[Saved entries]
--

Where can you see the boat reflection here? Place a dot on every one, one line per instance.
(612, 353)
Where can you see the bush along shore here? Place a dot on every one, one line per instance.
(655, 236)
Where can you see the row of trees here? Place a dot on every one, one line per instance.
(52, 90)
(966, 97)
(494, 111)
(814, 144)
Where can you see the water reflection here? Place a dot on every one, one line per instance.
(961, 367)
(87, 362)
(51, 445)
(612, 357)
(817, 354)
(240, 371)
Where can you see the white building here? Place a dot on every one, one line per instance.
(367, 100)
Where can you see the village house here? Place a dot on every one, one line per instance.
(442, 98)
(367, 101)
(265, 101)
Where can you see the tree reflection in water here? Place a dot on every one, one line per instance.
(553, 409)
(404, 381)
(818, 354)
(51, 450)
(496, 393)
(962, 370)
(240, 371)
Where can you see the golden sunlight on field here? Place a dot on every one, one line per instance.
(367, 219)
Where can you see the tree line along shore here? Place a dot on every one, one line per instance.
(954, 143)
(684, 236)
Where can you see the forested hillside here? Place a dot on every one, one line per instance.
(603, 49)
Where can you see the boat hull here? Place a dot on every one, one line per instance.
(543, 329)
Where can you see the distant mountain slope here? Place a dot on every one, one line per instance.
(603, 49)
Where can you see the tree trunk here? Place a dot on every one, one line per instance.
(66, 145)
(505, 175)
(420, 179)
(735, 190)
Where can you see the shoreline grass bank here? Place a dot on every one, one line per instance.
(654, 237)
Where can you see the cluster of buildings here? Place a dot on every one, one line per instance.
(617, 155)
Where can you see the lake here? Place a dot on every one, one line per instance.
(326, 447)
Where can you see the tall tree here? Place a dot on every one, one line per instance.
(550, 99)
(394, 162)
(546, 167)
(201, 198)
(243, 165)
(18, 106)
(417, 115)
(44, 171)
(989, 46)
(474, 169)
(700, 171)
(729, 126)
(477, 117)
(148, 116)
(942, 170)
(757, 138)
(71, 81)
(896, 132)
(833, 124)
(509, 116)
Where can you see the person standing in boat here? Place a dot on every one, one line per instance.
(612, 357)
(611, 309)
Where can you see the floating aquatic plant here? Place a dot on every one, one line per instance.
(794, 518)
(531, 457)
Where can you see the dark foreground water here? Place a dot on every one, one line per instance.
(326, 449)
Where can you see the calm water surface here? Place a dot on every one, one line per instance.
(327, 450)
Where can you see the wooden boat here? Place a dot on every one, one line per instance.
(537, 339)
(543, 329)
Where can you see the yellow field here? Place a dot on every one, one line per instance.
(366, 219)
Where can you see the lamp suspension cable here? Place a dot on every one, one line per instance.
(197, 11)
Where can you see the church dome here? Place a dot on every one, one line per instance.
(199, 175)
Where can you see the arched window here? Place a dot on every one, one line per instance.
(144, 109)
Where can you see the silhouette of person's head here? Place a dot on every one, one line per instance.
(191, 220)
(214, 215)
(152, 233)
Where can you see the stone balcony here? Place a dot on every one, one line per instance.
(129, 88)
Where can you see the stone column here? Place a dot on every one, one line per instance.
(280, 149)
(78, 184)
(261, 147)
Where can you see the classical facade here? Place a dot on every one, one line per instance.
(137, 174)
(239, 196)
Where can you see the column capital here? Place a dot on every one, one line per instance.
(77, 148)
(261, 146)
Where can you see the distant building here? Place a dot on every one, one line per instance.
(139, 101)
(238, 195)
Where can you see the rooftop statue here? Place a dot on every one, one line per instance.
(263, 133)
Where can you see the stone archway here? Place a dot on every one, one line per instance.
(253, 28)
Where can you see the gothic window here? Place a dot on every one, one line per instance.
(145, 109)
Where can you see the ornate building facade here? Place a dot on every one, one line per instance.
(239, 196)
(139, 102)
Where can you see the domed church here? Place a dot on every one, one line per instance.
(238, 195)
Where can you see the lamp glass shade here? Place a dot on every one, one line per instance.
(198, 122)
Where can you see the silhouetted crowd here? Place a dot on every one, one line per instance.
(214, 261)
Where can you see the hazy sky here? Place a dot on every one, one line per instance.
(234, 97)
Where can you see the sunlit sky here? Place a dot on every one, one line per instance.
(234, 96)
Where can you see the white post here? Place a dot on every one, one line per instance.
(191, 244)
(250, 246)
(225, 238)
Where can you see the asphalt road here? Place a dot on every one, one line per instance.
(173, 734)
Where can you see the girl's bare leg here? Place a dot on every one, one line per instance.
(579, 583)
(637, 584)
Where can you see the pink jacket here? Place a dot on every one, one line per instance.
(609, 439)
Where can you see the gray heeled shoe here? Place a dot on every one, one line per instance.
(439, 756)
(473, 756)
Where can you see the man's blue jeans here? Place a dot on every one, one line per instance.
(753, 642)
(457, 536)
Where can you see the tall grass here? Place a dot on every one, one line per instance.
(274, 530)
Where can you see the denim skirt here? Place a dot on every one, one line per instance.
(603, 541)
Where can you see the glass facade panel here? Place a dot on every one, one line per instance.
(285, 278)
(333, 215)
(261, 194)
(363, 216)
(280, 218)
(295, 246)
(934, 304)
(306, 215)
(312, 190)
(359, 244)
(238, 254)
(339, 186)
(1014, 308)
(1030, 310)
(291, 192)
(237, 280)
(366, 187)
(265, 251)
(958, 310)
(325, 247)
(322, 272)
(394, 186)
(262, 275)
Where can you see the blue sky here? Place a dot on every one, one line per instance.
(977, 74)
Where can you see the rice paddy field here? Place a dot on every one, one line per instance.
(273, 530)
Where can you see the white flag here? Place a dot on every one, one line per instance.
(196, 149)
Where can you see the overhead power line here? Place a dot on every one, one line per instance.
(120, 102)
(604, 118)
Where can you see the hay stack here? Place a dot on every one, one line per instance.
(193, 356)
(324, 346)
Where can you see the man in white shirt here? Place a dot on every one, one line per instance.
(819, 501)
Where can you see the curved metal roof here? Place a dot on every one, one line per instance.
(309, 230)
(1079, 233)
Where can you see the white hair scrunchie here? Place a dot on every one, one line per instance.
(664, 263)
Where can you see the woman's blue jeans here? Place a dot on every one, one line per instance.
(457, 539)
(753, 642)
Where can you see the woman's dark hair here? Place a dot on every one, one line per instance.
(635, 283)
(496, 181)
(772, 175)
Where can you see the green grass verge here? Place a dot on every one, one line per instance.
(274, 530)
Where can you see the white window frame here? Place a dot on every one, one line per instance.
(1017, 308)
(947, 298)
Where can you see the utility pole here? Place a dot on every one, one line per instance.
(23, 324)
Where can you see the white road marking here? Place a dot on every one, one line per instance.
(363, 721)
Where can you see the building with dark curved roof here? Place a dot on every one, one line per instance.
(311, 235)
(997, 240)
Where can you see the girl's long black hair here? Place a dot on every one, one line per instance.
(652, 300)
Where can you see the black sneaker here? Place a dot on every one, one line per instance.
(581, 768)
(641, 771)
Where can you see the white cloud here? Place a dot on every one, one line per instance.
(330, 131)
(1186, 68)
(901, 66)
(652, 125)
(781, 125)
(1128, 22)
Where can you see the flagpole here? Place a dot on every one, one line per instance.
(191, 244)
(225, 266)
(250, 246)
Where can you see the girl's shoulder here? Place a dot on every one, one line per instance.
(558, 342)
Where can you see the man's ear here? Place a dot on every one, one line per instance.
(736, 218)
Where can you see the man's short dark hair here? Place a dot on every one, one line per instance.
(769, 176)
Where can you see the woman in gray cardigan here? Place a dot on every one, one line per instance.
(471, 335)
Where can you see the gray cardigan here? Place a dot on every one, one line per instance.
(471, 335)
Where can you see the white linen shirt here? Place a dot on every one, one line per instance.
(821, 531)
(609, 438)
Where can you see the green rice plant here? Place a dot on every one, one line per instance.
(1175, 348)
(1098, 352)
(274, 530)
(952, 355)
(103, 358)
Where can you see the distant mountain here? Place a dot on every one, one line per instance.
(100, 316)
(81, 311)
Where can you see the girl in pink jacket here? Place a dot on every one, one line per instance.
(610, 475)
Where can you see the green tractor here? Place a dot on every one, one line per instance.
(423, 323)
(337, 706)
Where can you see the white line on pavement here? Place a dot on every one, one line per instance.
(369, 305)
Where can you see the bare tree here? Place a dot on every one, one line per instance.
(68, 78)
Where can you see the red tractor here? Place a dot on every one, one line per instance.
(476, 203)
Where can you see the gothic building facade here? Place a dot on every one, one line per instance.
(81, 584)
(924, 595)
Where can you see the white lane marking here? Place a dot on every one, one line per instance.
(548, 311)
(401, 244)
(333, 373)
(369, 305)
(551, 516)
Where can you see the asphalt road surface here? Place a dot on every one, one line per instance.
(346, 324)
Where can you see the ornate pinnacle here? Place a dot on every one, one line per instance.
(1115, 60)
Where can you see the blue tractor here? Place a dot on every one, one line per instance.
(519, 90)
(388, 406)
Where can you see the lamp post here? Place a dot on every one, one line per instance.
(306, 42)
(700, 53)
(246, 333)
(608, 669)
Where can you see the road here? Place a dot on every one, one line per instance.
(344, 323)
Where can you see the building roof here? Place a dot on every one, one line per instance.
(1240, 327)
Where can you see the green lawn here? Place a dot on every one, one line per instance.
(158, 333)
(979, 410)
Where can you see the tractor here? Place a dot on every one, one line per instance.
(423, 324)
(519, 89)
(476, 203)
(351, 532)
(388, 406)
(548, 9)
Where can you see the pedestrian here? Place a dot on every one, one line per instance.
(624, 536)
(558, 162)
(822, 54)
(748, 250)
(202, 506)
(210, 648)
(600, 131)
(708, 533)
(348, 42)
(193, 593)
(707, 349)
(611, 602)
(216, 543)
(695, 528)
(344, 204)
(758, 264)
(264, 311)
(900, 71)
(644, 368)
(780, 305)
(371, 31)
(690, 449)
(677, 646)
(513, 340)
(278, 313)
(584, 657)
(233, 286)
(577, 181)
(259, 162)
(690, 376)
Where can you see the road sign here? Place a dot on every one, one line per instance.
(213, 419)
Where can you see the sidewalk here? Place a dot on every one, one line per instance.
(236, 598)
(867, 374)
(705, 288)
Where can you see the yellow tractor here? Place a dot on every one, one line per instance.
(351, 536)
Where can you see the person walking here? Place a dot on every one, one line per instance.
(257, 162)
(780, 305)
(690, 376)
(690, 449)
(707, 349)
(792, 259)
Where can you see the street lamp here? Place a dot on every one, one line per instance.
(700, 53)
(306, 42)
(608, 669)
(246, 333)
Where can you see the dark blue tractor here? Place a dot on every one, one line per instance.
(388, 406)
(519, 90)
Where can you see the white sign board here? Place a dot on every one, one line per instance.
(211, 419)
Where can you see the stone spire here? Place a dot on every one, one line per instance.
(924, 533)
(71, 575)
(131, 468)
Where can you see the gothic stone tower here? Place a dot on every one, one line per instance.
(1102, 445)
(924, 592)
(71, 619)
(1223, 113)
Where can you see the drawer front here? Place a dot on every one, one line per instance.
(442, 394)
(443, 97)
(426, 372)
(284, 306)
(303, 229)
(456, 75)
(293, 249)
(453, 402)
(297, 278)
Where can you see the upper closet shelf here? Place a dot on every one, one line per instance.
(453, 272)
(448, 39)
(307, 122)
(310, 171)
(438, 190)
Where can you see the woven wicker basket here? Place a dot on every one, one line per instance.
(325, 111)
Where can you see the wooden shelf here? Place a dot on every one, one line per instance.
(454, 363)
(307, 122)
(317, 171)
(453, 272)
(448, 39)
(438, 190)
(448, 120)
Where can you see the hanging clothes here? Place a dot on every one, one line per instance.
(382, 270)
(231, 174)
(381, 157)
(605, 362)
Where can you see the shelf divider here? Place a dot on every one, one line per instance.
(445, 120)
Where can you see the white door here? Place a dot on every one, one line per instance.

--

WHAT YOU NEED TO DO
Please rewrite the entries starting at the line that contains "Where can you see the stone spire" and stopping after the line that contains "(1223, 113)", keeping the requests as they are. Multiply every coordinate in the answers by 0.55 and round each to a whole number, with halves rounded up.

CORRECT RESULT
Where can you see the stone spire here? Place a dot on every one, one line per instance.
(508, 293)
(39, 316)
(72, 257)
Where can you see the gothic stone tower here? Place a dot on every one, one line per instance.
(606, 245)
(508, 326)
(39, 340)
(673, 62)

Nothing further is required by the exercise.